### WORK TO BE COMPLETED
Can you quote exactly the stretch of lines from the one with "task | place a marker on each instance of the black-framed" through the final line of the material, both ends included?

INPUT MATERIAL Start Marker

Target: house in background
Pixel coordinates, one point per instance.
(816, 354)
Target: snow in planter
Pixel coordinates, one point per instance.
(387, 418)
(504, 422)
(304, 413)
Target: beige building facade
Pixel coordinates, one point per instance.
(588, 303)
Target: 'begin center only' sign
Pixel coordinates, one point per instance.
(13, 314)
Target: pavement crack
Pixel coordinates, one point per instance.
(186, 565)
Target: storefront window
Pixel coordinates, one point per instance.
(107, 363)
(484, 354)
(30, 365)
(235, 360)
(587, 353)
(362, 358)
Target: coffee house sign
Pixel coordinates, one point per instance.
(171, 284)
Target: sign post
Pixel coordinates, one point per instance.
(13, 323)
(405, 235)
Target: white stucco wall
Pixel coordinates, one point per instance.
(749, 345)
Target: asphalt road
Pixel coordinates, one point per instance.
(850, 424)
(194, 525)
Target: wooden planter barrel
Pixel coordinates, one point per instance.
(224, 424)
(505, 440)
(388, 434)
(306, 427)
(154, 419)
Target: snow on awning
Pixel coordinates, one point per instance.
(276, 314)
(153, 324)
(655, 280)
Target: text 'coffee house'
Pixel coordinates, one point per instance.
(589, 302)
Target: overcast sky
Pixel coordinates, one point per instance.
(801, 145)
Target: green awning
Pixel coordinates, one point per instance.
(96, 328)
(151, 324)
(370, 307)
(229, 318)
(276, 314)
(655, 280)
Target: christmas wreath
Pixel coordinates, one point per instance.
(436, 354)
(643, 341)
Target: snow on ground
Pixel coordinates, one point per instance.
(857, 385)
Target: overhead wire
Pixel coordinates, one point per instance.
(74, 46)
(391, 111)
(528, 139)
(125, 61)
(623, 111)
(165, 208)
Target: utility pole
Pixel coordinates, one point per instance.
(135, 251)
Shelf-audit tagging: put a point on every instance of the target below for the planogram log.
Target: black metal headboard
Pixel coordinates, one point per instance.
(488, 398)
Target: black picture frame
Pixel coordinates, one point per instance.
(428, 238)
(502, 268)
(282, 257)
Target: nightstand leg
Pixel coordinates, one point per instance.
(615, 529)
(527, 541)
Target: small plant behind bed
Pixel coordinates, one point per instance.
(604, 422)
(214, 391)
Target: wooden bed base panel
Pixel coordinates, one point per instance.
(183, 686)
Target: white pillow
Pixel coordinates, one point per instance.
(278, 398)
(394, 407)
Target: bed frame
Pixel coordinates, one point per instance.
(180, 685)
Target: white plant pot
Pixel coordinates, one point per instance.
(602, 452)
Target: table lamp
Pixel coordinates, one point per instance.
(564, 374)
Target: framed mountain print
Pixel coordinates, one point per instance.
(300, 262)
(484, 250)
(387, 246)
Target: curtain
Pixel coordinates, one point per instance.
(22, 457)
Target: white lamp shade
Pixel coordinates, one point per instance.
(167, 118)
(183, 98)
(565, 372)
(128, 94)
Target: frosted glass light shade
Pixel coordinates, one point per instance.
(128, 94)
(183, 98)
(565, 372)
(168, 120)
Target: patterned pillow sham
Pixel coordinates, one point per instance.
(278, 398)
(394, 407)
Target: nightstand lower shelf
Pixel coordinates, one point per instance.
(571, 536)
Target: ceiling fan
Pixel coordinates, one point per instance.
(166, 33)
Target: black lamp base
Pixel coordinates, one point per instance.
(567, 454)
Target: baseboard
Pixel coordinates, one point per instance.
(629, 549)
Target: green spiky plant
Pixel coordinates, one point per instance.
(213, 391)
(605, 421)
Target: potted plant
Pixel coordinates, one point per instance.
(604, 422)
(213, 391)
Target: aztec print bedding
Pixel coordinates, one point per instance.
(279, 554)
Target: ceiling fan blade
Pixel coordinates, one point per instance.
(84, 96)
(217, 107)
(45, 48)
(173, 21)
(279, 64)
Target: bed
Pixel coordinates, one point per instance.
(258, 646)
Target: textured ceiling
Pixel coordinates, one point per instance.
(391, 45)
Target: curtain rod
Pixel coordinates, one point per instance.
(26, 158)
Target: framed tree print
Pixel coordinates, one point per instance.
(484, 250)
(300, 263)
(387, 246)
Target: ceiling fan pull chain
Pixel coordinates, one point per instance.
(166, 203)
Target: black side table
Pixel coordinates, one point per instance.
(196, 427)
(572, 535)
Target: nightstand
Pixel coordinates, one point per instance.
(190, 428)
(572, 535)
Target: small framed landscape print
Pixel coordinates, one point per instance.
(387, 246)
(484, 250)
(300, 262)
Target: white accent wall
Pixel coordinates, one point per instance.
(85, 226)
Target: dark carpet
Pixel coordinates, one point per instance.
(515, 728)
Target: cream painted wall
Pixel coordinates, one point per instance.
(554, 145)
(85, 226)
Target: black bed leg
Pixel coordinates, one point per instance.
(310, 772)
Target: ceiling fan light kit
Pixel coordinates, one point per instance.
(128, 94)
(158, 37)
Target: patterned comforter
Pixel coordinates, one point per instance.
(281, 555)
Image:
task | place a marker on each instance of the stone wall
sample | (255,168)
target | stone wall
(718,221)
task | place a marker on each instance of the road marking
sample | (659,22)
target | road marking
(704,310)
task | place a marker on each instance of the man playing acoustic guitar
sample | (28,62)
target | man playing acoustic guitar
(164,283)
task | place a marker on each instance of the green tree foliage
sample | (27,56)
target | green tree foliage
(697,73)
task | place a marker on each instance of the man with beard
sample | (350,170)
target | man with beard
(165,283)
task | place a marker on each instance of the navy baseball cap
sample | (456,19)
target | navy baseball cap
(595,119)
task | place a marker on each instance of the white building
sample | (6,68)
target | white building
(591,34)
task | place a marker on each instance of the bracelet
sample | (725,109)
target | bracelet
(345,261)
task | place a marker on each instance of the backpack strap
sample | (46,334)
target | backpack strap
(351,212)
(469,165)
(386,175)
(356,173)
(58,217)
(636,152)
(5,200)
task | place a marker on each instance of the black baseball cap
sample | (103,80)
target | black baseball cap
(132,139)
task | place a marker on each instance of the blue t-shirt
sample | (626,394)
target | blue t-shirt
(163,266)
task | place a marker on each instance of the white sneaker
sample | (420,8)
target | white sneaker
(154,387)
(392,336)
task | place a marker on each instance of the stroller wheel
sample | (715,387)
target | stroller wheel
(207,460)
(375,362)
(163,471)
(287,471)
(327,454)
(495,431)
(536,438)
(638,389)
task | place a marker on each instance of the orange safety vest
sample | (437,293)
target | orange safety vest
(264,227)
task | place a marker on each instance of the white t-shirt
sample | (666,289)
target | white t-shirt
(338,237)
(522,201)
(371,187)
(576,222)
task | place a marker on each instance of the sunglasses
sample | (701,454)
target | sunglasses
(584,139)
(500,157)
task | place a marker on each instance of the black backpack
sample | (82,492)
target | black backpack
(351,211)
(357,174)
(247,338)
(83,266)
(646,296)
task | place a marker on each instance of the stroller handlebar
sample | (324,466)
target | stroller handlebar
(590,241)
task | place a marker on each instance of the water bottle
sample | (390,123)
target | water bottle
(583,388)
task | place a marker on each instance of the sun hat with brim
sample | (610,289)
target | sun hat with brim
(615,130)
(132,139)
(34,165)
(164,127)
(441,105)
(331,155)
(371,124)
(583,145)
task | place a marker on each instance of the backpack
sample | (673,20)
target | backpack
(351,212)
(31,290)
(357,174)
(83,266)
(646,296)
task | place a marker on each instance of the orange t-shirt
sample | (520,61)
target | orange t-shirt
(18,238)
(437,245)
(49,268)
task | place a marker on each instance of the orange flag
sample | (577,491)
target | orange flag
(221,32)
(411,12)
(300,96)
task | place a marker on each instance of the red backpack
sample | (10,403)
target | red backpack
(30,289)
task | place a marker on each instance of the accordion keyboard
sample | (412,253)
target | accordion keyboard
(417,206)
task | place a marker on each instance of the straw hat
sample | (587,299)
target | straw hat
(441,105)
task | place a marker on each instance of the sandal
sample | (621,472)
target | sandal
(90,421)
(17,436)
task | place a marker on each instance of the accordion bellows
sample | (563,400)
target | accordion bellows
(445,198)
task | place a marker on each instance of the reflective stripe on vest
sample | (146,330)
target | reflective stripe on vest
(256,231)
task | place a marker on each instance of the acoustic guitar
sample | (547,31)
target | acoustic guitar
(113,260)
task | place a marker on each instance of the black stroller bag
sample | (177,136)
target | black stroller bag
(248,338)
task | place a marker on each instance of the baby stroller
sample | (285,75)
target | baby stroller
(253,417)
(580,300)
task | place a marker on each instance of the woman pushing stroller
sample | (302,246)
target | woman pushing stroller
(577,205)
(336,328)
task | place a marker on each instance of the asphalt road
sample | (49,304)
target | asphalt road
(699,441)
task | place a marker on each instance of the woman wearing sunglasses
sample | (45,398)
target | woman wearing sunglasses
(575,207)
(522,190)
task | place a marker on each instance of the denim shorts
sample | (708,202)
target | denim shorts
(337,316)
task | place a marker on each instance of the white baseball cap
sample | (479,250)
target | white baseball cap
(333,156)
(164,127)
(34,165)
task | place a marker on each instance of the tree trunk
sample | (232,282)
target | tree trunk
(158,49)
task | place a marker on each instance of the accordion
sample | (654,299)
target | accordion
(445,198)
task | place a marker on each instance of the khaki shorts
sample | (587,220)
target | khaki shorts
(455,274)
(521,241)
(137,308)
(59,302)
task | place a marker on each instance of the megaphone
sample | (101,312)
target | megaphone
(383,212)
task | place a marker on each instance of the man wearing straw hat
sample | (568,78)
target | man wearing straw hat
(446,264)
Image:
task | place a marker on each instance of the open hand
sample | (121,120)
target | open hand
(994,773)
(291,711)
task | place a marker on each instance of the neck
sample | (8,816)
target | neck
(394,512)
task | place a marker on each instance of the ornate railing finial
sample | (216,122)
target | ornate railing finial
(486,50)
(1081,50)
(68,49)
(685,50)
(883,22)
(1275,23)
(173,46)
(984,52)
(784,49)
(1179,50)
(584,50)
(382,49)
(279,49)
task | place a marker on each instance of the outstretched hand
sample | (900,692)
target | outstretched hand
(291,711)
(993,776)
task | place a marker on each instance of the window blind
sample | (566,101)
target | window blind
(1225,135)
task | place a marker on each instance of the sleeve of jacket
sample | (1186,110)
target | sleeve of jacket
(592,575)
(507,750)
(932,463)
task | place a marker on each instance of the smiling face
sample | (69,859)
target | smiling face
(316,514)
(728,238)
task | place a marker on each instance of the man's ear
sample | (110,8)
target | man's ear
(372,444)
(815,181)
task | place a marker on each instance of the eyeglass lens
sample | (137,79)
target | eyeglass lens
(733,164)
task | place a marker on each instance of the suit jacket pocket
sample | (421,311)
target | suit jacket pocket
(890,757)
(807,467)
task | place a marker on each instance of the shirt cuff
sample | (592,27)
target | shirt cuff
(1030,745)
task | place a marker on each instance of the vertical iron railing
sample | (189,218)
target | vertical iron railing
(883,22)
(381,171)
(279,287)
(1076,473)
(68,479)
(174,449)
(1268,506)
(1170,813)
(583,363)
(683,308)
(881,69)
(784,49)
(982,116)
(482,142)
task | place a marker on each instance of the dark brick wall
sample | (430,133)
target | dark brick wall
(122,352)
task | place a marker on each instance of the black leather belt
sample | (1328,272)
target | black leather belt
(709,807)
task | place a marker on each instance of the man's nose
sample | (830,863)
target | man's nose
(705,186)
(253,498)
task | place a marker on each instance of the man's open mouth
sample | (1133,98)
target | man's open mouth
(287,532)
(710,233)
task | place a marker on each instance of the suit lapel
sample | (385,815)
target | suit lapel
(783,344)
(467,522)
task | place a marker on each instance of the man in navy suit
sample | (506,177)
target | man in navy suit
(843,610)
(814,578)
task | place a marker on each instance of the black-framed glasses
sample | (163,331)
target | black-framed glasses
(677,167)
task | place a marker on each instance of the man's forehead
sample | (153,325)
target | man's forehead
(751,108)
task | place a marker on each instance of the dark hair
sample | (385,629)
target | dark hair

INPUT MATERIAL End Marker

### REPLY TO THE TASK
task | place a marker on each instance of the black-framed glasses
sample | (163,331)
target | black-framed glasses
(677,167)
task | place a marker on each instance of the man's forehead
sample | (153,325)
target | man's forehead
(751,108)
task | place a marker on each instance of the dark hair
sample | (385,629)
target | dark hair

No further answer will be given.